Chase
My son. And why I'm doing this.
Kim noticed something wrong with Chase's left eye. He was 2. A cloudiness. We thought maybe from a fall at childcare.
One week: partial retina detachment.
Two weeks: Victorian Eye and Ear. Best ophthalmologists in Australia.
Three weeks: Royal Children's Hospital. Retina detached too long. Can't save it. Remove his eye.
I begged them not to. That's the eye he looks up at me with. I couldn't protect it.
One week to say goodbye to his eye. We took him everywhere. Gave him everything. Held him close.
When they removed it, I felt like I failed him.
After the surgery, I thought that was the worst. We'd hit bottom. We could start healing.
Kim took Chase to his first follow-up alone. I had an exam to study for.
She was alone when they told her Chase had cancer.
I should have been there. I wasn't.
The cancer peeled off his retina. Even with his eye gone, cancer cells were already in his optic nerves. Heading to his brain.
My 2-year-old son. Cancer. Brain.
Everything collapsed. I didn't know how to be a dad anymore. Or a husband. Or a person.
Kim and Chase basically lived at the hospital. I ran between there, home, and my parents' place. Nothing felt real.
I lost myself completely. No positivity left. No spark. Just going through motions. Cold to everyone.
I drank more than I should have. To forget. To numb. To make the thoughts stop.
We flew to America. Proton radiation—not available here. Theoretically safer for his developing brain.
Nothing's perfect. Proton has risks too. We just picked the least terrible option we had.
December 2023: Treatment finished.
When the appointments finally slowed down, I crashed. Completely.
My mental health was gone. I spent months in a dark place I couldn't climb out of.
What kept me from giving up: the people who helped us. Friends who showed up. Family who stayed. Complete strangers who donated, sent messages, just... cared.

_Excerpted data_:
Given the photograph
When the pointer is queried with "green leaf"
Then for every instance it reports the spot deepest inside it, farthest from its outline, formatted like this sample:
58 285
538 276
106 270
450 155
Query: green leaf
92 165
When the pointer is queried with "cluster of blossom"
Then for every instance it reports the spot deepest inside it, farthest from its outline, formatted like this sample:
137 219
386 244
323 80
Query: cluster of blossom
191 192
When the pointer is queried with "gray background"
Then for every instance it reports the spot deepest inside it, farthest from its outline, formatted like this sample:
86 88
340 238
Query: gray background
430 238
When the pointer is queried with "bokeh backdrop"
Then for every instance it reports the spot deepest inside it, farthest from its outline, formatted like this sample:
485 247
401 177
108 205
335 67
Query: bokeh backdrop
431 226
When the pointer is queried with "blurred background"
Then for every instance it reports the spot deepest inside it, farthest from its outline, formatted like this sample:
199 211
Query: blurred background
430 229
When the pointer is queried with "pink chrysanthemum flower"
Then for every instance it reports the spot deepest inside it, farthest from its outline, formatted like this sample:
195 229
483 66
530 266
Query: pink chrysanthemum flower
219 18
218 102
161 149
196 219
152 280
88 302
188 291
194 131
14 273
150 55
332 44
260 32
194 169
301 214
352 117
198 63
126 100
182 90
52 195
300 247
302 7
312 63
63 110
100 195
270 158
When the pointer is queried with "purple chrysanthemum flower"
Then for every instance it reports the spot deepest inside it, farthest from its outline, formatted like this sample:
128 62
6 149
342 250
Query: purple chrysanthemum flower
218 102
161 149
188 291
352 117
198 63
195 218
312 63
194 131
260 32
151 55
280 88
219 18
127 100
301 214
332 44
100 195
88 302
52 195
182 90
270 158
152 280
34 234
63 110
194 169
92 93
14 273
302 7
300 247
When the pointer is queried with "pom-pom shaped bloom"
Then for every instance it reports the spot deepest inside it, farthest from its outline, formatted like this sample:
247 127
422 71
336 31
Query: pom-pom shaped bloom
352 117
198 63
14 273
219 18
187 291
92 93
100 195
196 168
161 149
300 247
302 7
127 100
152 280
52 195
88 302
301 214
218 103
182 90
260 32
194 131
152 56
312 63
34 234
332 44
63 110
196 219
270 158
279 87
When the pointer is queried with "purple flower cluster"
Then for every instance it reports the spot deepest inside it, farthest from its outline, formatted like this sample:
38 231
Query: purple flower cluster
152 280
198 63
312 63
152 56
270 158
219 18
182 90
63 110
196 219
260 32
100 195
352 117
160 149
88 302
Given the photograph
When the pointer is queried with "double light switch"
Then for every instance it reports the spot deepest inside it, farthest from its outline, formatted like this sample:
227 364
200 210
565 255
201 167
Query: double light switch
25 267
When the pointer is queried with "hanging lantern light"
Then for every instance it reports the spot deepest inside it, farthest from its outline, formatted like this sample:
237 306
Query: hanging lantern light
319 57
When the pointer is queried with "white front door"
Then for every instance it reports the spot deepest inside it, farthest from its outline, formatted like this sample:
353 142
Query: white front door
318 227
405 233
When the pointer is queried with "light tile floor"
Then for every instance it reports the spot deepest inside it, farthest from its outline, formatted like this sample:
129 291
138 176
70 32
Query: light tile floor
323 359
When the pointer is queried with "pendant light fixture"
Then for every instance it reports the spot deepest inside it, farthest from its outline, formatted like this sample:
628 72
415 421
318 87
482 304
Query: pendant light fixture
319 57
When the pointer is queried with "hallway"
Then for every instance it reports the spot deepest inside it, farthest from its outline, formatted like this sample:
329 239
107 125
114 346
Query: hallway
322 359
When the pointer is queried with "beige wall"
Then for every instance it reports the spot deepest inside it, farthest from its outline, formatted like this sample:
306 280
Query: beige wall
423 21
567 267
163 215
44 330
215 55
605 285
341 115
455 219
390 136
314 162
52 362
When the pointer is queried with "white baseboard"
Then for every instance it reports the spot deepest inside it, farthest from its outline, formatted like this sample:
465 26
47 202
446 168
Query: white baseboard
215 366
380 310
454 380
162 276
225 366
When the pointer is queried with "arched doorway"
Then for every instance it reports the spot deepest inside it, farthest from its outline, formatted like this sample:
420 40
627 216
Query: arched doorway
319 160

_Work instruction A_: Translate this sentence from the account of Chase's illness into Spanish: "Kim took Chase to his first follow-up alone."
_Work instruction B_: Using the account of Chase's illness, explain in one to three sentences why the family flew to America.

_Exercise response A_: Kim llevó sola a Chase a su primera consulta de seguimiento.

_Exercise response B_: They flew to America for proton radiation, which was not available where they lived and was theoretically safer for Chase's developing brain. Proton carries risks too, but it was the least terrible option they had.